━━ TEXTE DU DOCUMENT ━━
Isabelle - Samedi 5 Mars 2016

Les artères sous pression livrent leurs secrets

Les petites artères présentent une vasoconstriction basale déclenchée par un influx de calcium dans les cellules musculaires lisses, dépendant de la pression artérielle. L'équipe d'Eric Honoré à l'Institut de pharmacologie moléculaire et cellulaire, apporte les premières informations sur les mécanismes moléculaires de ce tonus myogénique en démontrant que l'ouverture des canaux calciques CaV1.2, en réponse à une augmentation de la pression artérielle, requiert une protéine du cytosquelette d'actine, la filamine A. Cette découverte permet une meilleure compréhension des phénomènes impliqués lors de l'hypertension et ouvre la voie vers de nouvelles stratégies thérapeutiques pour le traitement de cette pathologie fréquente et dévastatrice. Cette étude est publiée dans la revue Cell Reports.


Figure 1: La filamine A (FlnA) est une protéine du cytosquelette d'actine, requise pour l'activation du canal calcique CaV1.2 des cellules musculaires lisses par l'augmentation de la pression artérielle et conditionne le tonus myogénique. En parallèle, le canal cationique mécanosensible Piezo1, impliqué dans le remodelage artériel hypertensif, est inhibé par la filamine A. La nifédipine est un agent antihypertenseur bloquant les canaux CaV1.2 et inhibant le tonus myogénique artériel. Le peptide GsTMx-4, isolé à partir du venin d'une tarentule (Grammostola spatulata), inhibe l'ouverture des canaux ioniques mécanosensibles Piezo1 par le stress mécanique.
© Eric Honoré


Figure 2: Co-localisation (en jaune) de la filamine A (en rouge) avec l'actine corticale (en vert) dans un myocyte isolé à partir de l'artère caudale de souris. Le noyau du myocyte artériel isolé est visualisé en bleu.
© Eric Honoré


Les artères de petit diamètre, encore appelées artères de résistance, se contractent en réponse à une augmentation de la pression artérielle et inversement se relaxent lorsque celle-ci est abaissée. Cette réponse myogénique est intrinsèque aux cellules musculaires lisses artérielles, indépendamment de l'endothélium ou du système nerveux. L'auto-régulation artérielle, décrite par Bayliss dès 1902, est nécessaire afin d'éviter le traumatisme mécanique des tissus irrigués lors d'une hypertension. Ainsi, le tonus myogénique assure un flux constant de sang en dépit des variations de la pression artérielle. De plus, il est requis pour permettre l'effet des agents vasorelaxants provenant de l'endothélium. La réponse myogénique est déclenchée par l'ouverture de canaux ioniques perméables aux ions calcium et présents à la membrane plasmique des myocytes artériels.
━━━
== ÉNONCÉ ==
Relevez toutes les couleurs citées dans la légende de la figure 2 de l'article sur les artères sous pression, en précisant ce que chacune fait apparaître.
━━ DONNÉES ━━
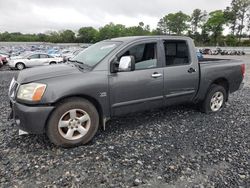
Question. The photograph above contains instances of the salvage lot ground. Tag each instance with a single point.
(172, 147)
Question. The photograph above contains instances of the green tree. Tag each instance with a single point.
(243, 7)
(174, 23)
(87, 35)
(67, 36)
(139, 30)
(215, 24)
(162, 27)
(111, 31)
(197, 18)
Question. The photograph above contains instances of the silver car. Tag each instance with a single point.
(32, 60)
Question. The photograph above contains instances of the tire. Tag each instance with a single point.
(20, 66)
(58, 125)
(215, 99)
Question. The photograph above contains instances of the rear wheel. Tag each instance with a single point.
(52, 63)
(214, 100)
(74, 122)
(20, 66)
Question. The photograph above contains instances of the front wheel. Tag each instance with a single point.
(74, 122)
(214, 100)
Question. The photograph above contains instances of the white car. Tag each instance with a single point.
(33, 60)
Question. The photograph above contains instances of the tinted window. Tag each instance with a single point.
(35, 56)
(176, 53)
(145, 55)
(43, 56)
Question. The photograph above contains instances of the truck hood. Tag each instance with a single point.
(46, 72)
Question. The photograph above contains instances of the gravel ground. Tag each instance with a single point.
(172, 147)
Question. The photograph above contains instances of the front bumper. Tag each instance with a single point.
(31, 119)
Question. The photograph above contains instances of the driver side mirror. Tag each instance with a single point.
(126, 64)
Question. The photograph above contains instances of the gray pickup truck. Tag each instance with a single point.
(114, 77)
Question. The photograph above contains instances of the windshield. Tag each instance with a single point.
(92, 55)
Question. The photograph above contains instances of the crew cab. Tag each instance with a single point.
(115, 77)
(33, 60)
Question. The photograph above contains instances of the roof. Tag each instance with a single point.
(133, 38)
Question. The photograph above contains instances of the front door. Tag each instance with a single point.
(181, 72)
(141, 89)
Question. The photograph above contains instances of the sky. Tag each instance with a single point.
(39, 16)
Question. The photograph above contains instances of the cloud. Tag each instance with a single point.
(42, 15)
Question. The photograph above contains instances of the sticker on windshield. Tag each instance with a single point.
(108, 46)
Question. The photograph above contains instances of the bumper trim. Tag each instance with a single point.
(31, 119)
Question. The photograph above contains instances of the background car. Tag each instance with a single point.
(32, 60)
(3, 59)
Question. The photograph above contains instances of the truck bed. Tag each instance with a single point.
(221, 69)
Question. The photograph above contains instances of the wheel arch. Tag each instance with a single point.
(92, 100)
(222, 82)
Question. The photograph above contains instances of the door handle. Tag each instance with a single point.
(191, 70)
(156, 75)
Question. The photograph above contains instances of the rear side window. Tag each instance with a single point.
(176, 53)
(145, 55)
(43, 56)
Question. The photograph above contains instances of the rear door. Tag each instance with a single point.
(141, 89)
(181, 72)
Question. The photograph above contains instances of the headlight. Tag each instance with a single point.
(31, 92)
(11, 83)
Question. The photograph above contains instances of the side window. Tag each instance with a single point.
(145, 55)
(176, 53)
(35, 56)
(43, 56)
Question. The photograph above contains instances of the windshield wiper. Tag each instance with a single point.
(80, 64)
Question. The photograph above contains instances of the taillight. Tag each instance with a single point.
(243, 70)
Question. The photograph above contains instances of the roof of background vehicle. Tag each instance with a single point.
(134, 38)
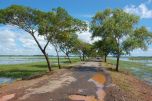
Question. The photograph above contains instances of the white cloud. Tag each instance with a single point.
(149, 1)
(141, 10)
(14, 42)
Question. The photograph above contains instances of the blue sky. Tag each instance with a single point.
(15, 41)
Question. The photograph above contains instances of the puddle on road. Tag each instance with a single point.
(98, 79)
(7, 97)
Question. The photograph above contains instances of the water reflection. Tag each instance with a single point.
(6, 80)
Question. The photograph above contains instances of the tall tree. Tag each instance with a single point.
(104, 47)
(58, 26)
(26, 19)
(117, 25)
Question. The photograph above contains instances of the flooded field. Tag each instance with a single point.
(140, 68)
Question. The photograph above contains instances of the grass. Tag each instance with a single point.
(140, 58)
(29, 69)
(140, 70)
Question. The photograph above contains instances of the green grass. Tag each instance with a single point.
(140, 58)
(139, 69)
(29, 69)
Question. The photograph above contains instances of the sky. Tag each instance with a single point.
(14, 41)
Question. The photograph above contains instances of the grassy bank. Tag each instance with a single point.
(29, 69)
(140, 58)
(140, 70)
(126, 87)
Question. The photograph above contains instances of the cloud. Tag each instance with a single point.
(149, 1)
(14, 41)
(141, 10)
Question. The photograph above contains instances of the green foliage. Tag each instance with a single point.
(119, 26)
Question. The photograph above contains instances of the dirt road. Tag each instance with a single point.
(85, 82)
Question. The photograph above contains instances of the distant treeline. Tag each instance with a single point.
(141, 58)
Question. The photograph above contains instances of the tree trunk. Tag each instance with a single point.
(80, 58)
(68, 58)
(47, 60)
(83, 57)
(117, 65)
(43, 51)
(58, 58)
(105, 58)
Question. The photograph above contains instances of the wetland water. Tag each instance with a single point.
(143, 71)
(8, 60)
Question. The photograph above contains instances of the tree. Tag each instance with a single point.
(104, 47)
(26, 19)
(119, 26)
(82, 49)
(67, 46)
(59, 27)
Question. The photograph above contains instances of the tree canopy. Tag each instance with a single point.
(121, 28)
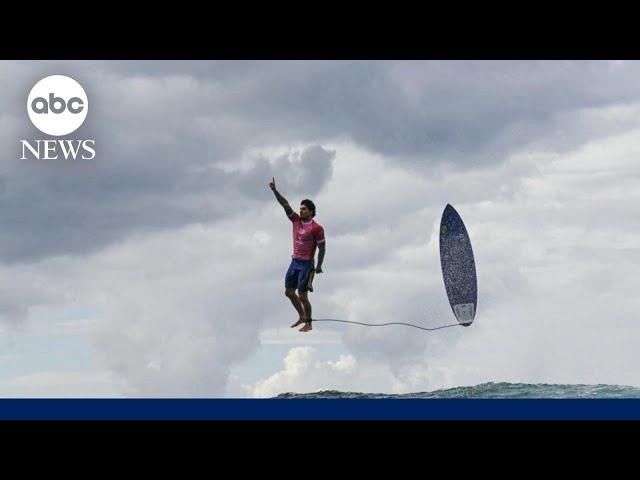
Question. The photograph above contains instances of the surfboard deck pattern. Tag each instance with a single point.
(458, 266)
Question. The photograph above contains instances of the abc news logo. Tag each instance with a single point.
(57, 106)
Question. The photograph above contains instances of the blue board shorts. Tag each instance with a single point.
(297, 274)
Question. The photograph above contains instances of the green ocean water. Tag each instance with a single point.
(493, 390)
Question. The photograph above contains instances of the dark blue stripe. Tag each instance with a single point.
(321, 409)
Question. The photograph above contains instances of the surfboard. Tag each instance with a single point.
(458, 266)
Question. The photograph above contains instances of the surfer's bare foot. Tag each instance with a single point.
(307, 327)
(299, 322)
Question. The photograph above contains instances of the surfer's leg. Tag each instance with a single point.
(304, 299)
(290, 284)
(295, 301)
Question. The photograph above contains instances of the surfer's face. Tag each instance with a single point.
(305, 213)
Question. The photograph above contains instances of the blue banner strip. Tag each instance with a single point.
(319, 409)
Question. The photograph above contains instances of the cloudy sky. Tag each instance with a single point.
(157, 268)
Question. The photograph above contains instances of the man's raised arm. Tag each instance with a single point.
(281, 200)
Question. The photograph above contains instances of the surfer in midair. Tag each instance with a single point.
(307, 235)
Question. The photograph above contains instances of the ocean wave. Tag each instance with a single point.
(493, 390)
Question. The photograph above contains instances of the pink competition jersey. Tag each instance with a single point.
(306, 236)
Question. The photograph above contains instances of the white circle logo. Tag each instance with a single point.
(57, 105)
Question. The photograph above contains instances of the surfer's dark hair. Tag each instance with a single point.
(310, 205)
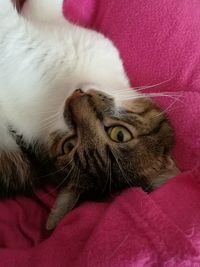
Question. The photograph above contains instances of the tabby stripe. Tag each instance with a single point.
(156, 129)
━━━
━━ DONNÉES ━━
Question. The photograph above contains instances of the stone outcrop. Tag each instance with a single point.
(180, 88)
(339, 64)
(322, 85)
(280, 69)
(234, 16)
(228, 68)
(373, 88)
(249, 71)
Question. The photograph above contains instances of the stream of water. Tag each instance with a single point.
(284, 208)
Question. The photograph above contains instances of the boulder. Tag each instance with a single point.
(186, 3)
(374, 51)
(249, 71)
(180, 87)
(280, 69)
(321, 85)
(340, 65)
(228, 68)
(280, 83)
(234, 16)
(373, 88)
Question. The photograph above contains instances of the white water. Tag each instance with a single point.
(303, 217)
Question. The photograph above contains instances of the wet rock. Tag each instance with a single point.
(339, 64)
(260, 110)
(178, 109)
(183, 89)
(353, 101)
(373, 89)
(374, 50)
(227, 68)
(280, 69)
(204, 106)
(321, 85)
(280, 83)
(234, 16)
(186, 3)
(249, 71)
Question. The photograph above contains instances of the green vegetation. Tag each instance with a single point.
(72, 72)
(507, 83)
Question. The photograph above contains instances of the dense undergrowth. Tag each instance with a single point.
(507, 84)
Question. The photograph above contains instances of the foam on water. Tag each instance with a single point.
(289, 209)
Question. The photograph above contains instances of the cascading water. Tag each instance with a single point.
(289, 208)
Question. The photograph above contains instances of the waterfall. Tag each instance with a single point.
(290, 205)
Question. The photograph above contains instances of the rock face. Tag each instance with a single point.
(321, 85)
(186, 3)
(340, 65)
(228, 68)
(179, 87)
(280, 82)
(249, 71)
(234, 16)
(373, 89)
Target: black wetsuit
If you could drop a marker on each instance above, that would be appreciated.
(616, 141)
━━━
== SOLUTION CI-APRÈS ==
- Jaune : la co-localisation de la filamine A avec l'actine corticale
- Rouge : la filamine A
- Vert : l'actine corticale
- Bleu : le noyau du myocyte artériel isolé